§ **ASSIGNED TASK 1**: In the story about the woman's two marriages, where was her second husband sent after his car accident?
§ **ASSIGNED TASK 2**: Go on with the story about the woman's two marriages, starting after its final sentence.

§ **QUOTED PASSAGE**:
━━━

The marriage was loveless and beatings started soon after the birth of their first child, the fact that her partner befriended the bottle didn’t help much either. She loved her kids though, so she coped with things and years went by until she passed 45. Then the husband had a car accident and she became a widow. The kids were now grown ups, they had jobs and married and moved away. For the first time in her life, she had nobody to take care of.

Two years after the death of her husband, she met another man. I wish I could show you how this down-to-earth looking, massive woman with a scarf on her head, dressed in deep shades of grey, talked about him. It was Juliet talking about Romeo, Beatrice shouting to the world the beauty of her Dante. It sounded a lot like I still talk about my miracle of a husband - the woman was transfigured with love.

She described a gentle, introverted man who never did her harm and was always looking for ways to make her feel cherished. They almost never argued, and he somehow always knew just what to tell her to cheer her up after a hard day. He was a divorcee with kids, the first marriage being just as miserable as hers. They wondered sometimes why the Almighty gave them that much bliss, so late in life. So passed 12 years.

The one day, she was phoned and told that her husband had a car accident, just like the first, but instead of dying he was sent with both legs broken to a clinic in Cluj. She found a neighbour to take her there and stayed near his bed for a few nights, sleeping on the chair because there were no beds available and agonizing between hope and despair until all the surgeries of her husband were finished. She befriended one of the doctors, who told her that things were looking just fine and in a few weeks they’ll be able to send him home with casts on his legs and a prescription for long restings and grandchildren hugs. They made the doc promise he’ll be visiting them when he’ll hike in the mountains where they lived. The weeks passed quickly and the day he was supposed to be discharged from the hospital arrived.

━━━

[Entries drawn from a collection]
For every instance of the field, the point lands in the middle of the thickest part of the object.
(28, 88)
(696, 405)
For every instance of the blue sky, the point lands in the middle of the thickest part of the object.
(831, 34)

━━━

§ **WRITTEN REPLY 1**: He was sent with both legs broken to a clinic in Cluj.

§ **WRITTEN REPLY 2**:
They spent the morning discussing how they’ll sell the cow and the horse, buy a small used car and he’ll show her the country, stopping to visit every monastery and tourist attraction they’ll see. She then started to pack his clothes when he out of nowhere cried out something unintelligible, convulsed his hands in the air a second and lost conscience.

She rushed to him, tried to wake him up by screaming his name and pouring water on him, then started rubbing his chest vigorously because he looked like he wasn’t breathing anymore. Meanwhile, a football player that occupied the next bed while waiting for his knee surgery jumped out of his bed and went out on the hall, screaming for the nurses. By the time they got in, the husband was awake and responsive, and asked the wife with a lot of anger why she was shouting at him like a lunatic.

“But you lost conscience”

“That’s nonsense, and you know it, woman”

The nurses then shouted at her for making a big deal out of nothing and wanted to get out. Before the last one exited though, he lost conscience again, bubbles appeared on his lips and in a few minutes, despite electroshocks and intensive resuscitation manoeuvres, he was dead.

The autopsy discovered he died because of a blood cloth, caused by the prolonged bedrest. The trombus stopped first in his heart, causing the loss of conscience she saved him from by heart massage. The second, and final stop, was in his lungs. She was depressive ever since .

I know this story sounds a lot like a Hallmark movie script, but she had he papers to prove it. And Hallmark-ish, my dear readers, might sound also what she said before leaving - but since it was truth and not fiction, I see no cornyness in it :

“I know I was luckier than most people for having what I had, even if it was so late in life and after so much suffering. And I feel him watching me from up there. But it’s still hard, because it’s such a long time until the distance between us will shorten.”